Source:
Tuning Plates. Getting Even(ish) Temps on an Offset

Yeah very helpful, my next addition. Thanks SmittyJonz
 
Pit temps

Hi All Don't know IF this helps or matters.
I also had a problem with temps across the cooking grates. I gave up trying to get even temps, and now I like it that way, cause I have 3 cooking zones.
Hot n Fast by the firebox, medium in the middle, and Low n Slooooow at the far end.
Thanks DanB
 
Yep, you do have to experiment. I've actually got two plate settings. One for small amounts of meat, Like two or three briskets and another for large amounts of meat, like 22 or so butts, or a combination there of..
 
Hi All Don't know IF this helps or matters.
I also had a problem with temps across the cooking grates. I gave up trying to get even temps, and now I like it that way, cause I have 3 cooking zones.
Hot n Fast by the firebox, medium in the middle, and Low n Slooooow at the far end.

Task input:
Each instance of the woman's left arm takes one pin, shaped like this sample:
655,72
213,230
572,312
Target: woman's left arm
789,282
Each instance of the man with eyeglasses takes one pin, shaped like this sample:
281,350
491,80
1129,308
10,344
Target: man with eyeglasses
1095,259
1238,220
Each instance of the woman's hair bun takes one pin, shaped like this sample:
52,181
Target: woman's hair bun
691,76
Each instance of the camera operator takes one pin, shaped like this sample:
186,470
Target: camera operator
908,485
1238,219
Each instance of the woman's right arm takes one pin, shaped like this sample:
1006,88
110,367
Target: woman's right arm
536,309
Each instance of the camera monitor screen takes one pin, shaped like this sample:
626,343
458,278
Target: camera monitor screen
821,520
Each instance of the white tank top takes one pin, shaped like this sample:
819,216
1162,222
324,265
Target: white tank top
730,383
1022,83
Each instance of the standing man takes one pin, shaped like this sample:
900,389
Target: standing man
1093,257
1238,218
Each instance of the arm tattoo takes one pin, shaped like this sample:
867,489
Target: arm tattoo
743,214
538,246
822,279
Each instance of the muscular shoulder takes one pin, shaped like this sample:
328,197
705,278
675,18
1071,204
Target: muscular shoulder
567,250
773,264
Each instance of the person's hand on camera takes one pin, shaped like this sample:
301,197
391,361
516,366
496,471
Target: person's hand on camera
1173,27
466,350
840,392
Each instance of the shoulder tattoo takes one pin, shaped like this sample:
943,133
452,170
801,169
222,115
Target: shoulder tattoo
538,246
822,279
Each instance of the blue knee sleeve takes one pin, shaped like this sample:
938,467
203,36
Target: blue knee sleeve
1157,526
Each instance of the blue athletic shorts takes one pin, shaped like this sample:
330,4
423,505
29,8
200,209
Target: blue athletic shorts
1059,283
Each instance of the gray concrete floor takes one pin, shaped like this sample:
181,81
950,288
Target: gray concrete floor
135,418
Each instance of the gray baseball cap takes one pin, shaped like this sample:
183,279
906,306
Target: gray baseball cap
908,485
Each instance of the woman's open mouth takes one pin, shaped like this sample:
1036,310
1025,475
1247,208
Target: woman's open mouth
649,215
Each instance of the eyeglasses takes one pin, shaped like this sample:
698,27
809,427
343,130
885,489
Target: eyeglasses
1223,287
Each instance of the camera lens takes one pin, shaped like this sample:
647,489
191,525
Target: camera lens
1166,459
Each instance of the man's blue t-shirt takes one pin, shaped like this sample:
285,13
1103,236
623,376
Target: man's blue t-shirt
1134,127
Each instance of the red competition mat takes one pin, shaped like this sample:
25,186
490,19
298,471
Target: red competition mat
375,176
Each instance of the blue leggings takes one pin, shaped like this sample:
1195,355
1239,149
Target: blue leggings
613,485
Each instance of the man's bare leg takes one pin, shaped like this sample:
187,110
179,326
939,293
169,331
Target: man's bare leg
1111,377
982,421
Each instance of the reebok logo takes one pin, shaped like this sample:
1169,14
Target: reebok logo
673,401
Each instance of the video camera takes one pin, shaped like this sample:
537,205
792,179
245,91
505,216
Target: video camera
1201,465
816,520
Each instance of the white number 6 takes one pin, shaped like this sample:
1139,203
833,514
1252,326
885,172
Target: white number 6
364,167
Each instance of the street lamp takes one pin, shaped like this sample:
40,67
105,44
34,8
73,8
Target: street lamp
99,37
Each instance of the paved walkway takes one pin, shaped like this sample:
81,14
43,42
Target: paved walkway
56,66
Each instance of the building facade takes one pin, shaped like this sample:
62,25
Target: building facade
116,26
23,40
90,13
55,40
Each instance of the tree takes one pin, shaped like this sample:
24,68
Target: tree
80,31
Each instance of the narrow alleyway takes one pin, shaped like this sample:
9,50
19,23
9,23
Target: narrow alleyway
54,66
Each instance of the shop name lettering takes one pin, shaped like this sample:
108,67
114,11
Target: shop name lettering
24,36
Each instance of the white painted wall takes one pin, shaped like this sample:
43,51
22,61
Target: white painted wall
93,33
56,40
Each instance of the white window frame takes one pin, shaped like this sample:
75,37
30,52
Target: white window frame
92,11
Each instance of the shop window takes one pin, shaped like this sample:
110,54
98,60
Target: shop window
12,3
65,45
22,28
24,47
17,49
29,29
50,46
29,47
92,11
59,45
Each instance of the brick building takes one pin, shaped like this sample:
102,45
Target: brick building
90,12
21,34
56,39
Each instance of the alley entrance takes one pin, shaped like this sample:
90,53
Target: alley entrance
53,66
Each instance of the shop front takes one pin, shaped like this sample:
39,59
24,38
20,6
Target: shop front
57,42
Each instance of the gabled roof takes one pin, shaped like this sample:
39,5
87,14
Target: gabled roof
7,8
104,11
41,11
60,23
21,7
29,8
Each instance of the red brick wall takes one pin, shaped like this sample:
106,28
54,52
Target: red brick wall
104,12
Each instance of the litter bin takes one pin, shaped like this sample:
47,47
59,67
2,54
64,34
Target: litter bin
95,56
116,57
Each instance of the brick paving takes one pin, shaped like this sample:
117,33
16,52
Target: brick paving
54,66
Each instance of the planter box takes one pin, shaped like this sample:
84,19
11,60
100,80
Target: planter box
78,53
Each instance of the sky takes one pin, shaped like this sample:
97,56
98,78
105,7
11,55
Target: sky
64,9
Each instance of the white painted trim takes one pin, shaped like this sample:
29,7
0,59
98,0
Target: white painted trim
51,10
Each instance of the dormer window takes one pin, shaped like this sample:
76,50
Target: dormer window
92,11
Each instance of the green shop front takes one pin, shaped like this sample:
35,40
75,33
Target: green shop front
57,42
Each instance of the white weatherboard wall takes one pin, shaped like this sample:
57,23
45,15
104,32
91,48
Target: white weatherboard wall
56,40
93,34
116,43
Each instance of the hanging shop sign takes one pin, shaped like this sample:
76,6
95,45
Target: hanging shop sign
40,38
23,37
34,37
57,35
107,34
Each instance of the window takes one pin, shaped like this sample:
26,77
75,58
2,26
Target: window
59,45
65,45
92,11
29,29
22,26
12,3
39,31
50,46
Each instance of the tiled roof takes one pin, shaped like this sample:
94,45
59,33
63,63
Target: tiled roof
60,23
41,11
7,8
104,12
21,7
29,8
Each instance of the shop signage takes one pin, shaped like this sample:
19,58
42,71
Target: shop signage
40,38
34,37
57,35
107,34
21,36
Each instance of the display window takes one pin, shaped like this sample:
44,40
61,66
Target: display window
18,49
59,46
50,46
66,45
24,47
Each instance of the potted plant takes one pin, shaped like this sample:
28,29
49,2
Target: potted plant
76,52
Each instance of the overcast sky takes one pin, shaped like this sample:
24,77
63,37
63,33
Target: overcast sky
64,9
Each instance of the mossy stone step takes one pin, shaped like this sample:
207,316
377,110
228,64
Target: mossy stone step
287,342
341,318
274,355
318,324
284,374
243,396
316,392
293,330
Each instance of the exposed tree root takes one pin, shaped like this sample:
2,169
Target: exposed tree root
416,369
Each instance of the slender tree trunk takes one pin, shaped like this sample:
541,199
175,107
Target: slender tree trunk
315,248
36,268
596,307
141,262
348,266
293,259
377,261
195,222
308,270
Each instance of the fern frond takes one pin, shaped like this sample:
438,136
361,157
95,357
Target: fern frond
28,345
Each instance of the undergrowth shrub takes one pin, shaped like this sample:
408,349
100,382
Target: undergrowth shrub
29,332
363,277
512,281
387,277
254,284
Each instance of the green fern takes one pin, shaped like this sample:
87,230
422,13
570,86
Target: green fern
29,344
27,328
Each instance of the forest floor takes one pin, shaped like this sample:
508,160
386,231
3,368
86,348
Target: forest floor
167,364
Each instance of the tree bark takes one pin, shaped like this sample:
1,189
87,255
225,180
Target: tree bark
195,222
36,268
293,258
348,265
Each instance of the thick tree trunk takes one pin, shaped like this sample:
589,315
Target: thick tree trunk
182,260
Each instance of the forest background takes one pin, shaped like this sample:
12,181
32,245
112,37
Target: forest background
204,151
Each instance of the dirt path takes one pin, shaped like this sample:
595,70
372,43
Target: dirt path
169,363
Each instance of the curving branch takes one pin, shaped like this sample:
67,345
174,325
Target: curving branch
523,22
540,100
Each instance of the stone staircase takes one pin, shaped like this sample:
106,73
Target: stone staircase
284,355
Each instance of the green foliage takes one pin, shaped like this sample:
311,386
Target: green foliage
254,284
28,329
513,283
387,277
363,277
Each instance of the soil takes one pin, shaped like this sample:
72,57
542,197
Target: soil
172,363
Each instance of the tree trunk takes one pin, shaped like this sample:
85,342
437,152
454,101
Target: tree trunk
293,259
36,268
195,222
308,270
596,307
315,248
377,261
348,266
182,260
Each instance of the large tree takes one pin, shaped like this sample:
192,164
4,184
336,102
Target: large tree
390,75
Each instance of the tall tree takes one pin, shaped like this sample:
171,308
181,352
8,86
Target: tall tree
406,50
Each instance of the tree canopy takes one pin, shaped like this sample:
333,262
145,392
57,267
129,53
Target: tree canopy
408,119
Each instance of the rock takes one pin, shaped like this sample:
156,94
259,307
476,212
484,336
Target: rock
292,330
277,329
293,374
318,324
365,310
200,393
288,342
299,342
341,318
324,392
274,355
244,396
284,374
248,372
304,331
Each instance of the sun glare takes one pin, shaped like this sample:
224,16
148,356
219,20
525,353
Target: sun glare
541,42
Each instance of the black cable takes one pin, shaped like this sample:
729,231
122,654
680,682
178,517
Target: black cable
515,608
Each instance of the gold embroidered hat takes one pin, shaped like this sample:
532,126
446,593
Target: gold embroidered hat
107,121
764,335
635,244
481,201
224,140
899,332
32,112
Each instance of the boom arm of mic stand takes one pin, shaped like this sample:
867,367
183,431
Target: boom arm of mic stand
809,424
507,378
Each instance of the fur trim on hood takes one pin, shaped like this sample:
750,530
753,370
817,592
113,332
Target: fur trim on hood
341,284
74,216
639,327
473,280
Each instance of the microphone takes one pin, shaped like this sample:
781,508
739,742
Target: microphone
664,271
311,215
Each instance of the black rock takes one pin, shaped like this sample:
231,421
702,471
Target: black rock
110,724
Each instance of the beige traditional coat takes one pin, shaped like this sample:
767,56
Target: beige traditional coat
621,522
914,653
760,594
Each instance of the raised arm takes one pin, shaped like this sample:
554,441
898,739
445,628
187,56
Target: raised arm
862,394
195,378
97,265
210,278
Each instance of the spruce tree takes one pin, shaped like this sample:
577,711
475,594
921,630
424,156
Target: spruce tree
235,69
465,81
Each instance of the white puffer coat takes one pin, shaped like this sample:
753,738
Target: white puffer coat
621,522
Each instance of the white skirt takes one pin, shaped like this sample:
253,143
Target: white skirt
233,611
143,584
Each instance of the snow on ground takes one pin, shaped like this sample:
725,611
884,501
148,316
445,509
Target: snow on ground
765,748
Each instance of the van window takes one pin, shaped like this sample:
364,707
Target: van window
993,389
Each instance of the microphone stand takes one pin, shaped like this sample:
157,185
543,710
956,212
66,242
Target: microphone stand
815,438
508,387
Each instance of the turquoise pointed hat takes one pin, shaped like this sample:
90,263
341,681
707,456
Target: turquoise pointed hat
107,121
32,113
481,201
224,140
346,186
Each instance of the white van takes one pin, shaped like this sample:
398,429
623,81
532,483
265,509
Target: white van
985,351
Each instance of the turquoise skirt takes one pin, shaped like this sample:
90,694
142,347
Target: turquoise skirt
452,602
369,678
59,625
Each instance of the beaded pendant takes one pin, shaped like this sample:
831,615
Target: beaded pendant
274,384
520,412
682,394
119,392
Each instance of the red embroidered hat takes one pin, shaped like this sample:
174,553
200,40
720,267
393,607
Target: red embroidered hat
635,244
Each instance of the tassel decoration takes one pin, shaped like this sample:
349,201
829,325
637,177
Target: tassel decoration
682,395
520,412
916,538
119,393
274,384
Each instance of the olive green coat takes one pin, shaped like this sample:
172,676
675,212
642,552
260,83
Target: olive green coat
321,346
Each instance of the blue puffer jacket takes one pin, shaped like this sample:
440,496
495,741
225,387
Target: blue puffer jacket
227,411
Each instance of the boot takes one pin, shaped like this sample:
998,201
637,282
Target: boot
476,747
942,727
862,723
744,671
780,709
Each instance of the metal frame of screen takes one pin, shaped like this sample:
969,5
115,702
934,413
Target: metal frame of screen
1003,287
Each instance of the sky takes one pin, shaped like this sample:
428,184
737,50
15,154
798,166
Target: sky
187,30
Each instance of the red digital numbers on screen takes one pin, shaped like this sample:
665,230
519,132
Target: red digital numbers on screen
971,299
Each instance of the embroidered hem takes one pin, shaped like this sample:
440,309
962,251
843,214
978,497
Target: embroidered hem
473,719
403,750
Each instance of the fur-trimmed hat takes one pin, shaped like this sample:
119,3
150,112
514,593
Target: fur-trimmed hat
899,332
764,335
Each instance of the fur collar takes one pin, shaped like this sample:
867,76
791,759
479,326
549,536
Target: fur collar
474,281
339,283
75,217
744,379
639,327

To be done:
• a. Transcribe the forum thread on tuning plates in full, matching every line as it appears.
• b. Gather every line of the rows that contains the string "large", treating uppercase and lowercase as different.
The forum thread and the rows have nothing to do with each other.

Answers given:
• a.
Tuning Plates. Getting Even(ish) Temps on an Offset

Yeah very helpful, my next addition. Thanks SmittyJonz
 
Pit temps

Hi All Don't know IF this helps or matters.
I also had a problem with temps across the cooking grates. I gave up trying to get even temps, and now I like it that way, cause I have 3 cooking zones.
Hot n Fast by the firebox, medium in the middle, and Low n Slooooow at the far end.
Thanks DanB
 
Yep, you do have to experiment. I've actually got two plate settings. One for small amounts of meat, Like two or three briskets and another for large amounts of meat, like 22 or so butts, or a combination there of..
 
Hi All Don't know IF this helps or matters.
I also had a problem with temps across the cooking grates. I gave up trying to get even temps, and now I like it that way, cause I have 3 cooking zones.
Hot n Fast by the firebox, medium in the middle, and Low n Slooooow at the far end.

• b.
Each instance of the large tree takes one pin, shaped like this sample:
Target: large tree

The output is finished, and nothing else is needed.